Would you write out the entries below, every one of them, exactly?

* Materials provided *
____________________
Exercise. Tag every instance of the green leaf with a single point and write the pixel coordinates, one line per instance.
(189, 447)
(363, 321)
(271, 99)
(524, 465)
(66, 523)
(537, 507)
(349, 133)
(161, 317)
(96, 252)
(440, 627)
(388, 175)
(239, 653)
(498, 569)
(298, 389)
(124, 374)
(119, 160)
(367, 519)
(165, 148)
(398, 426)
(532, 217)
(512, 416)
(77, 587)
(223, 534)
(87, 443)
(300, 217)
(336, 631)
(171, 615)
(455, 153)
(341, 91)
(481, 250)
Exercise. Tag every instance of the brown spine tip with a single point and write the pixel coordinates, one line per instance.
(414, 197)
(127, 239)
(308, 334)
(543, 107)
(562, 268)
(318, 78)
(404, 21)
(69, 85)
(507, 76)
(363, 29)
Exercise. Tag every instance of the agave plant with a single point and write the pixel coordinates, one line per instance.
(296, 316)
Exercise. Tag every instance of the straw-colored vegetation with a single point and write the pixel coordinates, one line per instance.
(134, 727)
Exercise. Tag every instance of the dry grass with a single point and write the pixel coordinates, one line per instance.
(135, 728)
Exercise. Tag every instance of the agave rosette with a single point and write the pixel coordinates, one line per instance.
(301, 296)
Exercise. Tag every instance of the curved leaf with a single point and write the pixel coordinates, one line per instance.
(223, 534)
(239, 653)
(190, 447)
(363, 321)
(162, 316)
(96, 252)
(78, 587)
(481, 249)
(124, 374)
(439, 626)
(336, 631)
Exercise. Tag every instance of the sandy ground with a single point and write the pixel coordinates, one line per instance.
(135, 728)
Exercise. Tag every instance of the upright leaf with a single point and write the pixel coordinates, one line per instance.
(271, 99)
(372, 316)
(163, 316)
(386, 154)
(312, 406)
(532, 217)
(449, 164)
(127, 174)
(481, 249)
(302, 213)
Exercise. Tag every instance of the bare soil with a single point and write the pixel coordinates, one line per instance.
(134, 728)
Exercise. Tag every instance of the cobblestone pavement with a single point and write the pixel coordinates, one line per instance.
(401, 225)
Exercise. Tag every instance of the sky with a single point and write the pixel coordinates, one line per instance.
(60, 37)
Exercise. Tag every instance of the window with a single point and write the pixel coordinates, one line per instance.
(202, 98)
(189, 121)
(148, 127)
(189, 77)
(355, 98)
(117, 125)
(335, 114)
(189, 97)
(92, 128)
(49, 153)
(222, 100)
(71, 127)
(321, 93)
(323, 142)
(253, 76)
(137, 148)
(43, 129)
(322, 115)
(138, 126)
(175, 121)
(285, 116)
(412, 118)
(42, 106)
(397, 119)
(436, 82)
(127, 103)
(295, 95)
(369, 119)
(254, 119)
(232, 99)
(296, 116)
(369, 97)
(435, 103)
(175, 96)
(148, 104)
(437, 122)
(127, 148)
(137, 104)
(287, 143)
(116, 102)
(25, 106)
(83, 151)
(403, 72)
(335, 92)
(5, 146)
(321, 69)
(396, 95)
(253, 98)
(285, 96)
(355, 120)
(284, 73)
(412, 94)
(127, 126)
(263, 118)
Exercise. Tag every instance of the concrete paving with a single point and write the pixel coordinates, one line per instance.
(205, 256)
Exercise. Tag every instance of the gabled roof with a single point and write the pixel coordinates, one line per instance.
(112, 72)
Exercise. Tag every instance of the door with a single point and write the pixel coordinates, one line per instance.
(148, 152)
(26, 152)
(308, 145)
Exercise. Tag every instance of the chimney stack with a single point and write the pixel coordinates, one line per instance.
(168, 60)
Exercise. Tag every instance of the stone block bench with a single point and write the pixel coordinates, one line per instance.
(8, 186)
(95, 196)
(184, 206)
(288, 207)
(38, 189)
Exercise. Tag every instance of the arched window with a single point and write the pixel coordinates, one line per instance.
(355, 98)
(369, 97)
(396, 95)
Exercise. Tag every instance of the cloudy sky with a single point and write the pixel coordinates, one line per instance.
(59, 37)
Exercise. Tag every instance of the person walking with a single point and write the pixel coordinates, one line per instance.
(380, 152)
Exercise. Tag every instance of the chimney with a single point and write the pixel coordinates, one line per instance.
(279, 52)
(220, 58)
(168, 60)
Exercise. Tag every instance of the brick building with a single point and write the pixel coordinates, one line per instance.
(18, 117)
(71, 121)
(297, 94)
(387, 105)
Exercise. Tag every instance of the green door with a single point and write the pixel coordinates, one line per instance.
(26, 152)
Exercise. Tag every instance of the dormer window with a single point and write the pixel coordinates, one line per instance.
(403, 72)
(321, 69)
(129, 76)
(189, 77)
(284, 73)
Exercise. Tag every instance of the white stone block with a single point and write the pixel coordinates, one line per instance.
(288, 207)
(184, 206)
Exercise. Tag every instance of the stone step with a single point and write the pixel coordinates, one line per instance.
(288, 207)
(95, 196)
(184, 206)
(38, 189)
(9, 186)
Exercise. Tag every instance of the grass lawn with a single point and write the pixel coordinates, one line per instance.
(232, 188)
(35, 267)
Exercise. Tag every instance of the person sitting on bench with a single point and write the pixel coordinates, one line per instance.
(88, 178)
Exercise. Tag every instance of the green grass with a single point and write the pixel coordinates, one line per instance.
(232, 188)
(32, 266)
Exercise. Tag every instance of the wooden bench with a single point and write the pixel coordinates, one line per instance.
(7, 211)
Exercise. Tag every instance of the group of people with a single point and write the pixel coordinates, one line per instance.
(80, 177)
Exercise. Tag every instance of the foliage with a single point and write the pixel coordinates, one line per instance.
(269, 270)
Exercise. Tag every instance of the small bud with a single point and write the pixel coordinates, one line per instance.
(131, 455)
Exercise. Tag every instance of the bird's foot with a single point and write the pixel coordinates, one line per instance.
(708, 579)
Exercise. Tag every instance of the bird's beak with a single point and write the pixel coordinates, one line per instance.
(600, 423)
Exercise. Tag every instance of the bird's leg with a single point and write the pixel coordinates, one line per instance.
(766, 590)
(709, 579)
____________________
* Answer to this task *
Exercise. Tag every instance of the green leaf with a single point and write the pixel coordinates, one line per instance.
(189, 447)
(363, 321)
(271, 99)
(524, 465)
(66, 523)
(537, 507)
(349, 133)
(161, 317)
(96, 252)
(440, 627)
(388, 175)
(239, 653)
(498, 569)
(298, 389)
(124, 374)
(119, 160)
(367, 519)
(165, 148)
(398, 426)
(532, 217)
(512, 416)
(77, 587)
(223, 534)
(87, 443)
(300, 217)
(336, 631)
(171, 615)
(455, 153)
(341, 91)
(481, 250)
Exercise. Tag every instance of the brown spine tip with a single point and write the pixel coordinates, one line per instance.
(414, 197)
(127, 239)
(308, 334)
(543, 107)
(562, 268)
(318, 78)
(404, 21)
(69, 85)
(507, 76)
(363, 29)
Exercise. Tag every instance of the agave plant with a single point and write the pixel coordinates, one line per instance.
(296, 316)
Exercise. Tag every instance of the straw-colored vegetation with a single point and write the pixel coordinates, one line per instance.
(134, 727)
Exercise. Tag every instance of the dry grass with a single point and write the pixel coordinates, one line per instance.
(135, 728)
Exercise. Tag every instance of the agave rosette with a single point and write the pixel coordinates, one line per instance.
(301, 296)
Exercise. Tag every instance of the curved leaf with a single point and write the pixel coordinates, one line per instance.
(223, 534)
(239, 653)
(190, 447)
(363, 321)
(162, 316)
(96, 252)
(78, 587)
(481, 249)
(124, 374)
(439, 626)
(336, 631)
Exercise. Tag every instance of the sandy ground with a single point and write the pixel coordinates, one line per instance.
(135, 728)
Exercise. Tag every instance of the upright leaf with a single point and write the pixel coordinates, one line per instance.
(271, 99)
(372, 316)
(163, 316)
(386, 154)
(312, 406)
(532, 217)
(449, 164)
(127, 174)
(481, 249)
(302, 213)
Exercise. Tag every instance of the bare soil with a single point and write the pixel coordinates, one line per instance.
(134, 728)
Exercise. Tag every instance of the cobblestone pavement with a single point and write the pixel coordinates, one line per instance.
(401, 225)
Exercise. Tag every instance of the sky with a single point and write the pixel coordinates, one line per instance.
(60, 37)
Exercise. Tag every instance of the window with a single point and write the pixel coordinates, one line per instance.
(202, 98)
(189, 121)
(148, 127)
(189, 77)
(355, 98)
(117, 125)
(335, 114)
(189, 97)
(92, 128)
(49, 153)
(222, 100)
(71, 127)
(321, 93)
(323, 142)
(253, 76)
(137, 148)
(43, 129)
(322, 115)
(138, 126)
(175, 121)
(285, 116)
(412, 118)
(42, 106)
(397, 119)
(436, 82)
(127, 103)
(295, 95)
(369, 119)
(254, 119)
(232, 99)
(296, 116)
(369, 97)
(435, 103)
(175, 96)
(148, 104)
(437, 122)
(127, 148)
(137, 104)
(287, 143)
(116, 102)
(25, 106)
(83, 151)
(403, 72)
(335, 92)
(5, 146)
(321, 69)
(396, 95)
(253, 98)
(285, 96)
(355, 120)
(284, 73)
(412, 94)
(127, 126)
(263, 118)
Exercise. Tag every instance of the concrete paving with a single point and write the pixel coordinates, one line per instance.
(205, 256)
Exercise. Tag every instance of the gabled roof with a single point and write the pixel coordinates, one line per instance.
(112, 72)
Exercise. Tag every instance of the door with a single point and write the pixel coordinates, one line per instance.
(148, 152)
(26, 152)
(308, 145)
Exercise. Tag every instance of the chimney stack with a single point and write the pixel coordinates, one line per instance.
(168, 60)
Exercise. Tag every instance of the stone block bench with a single point and write the pixel coordinates, one line per instance.
(8, 186)
(95, 196)
(184, 206)
(288, 207)
(38, 189)
Exercise. Tag every instance of the arched window with a single point and write the pixel coordinates, one line per instance.
(355, 98)
(369, 97)
(396, 95)
Exercise. Tag every instance of the cloudy sky with a single point and write the pixel coordinates, one line per instance.
(59, 37)
Exercise. Tag every instance of the person walking with a single point and write the pixel coordinates, one line per instance.
(380, 152)
Exercise. Tag every instance of the chimney with a single point and write the pixel coordinates, one line per instance.
(279, 52)
(220, 58)
(168, 60)
Exercise. Tag every instance of the brick building with a single point and write the pixel coordinates, one line per instance.
(18, 117)
(71, 121)
(297, 94)
(387, 105)
Exercise. Tag every instance of the green door with a single point and write the pixel coordinates, one line per instance.
(26, 152)
Exercise. Tag every instance of the dormer window with a single point and write the pixel coordinates, one line per instance.
(403, 72)
(321, 69)
(129, 76)
(189, 77)
(284, 73)
Exercise. Tag every instance of the white stone block with a single point and write the pixel coordinates, one line per instance.
(288, 207)
(184, 206)
Exercise. Tag every instance of the stone step with a single point and write the pixel coordinates, one line per instance.
(288, 207)
(95, 196)
(184, 206)
(38, 189)
(9, 186)
Exercise. Tag every instance of the grass lawn with a single point and write the pixel coordinates, one line per instance.
(232, 188)
(35, 267)
Exercise. Tag every instance of the person sitting on bench with a single point and write the pixel coordinates, one line per instance.
(88, 178)
Exercise. Tag every instance of the green grass with a single point and write the pixel coordinates, one line per instance.
(232, 188)
(32, 266)
Exercise. Tag every instance of the wooden bench with a single point and write the pixel coordinates, one line per instance.
(7, 211)
Exercise. Tag every instance of the group of people with a single point and write the pixel coordinates, one line per instance.
(80, 177)
Exercise. Tag every instance of the foliage with a single point and write the pixel coordinates, one line per instance.
(269, 270)
Exercise. Tag every instance of the small bud with a single point and write the pixel coordinates, one line per instance.
(131, 455)
Exercise. Tag every instance of the bird's foot with a single point and write the pixel coordinates, one line per instance.
(708, 579)
Exercise. Tag every instance of the bird's beak with a single point and write the pixel coordinates, one line per instance.
(600, 423)
Exercise. Tag every instance of the bird's leg with a single point and write the pixel coordinates, one line per instance.
(766, 590)
(709, 579)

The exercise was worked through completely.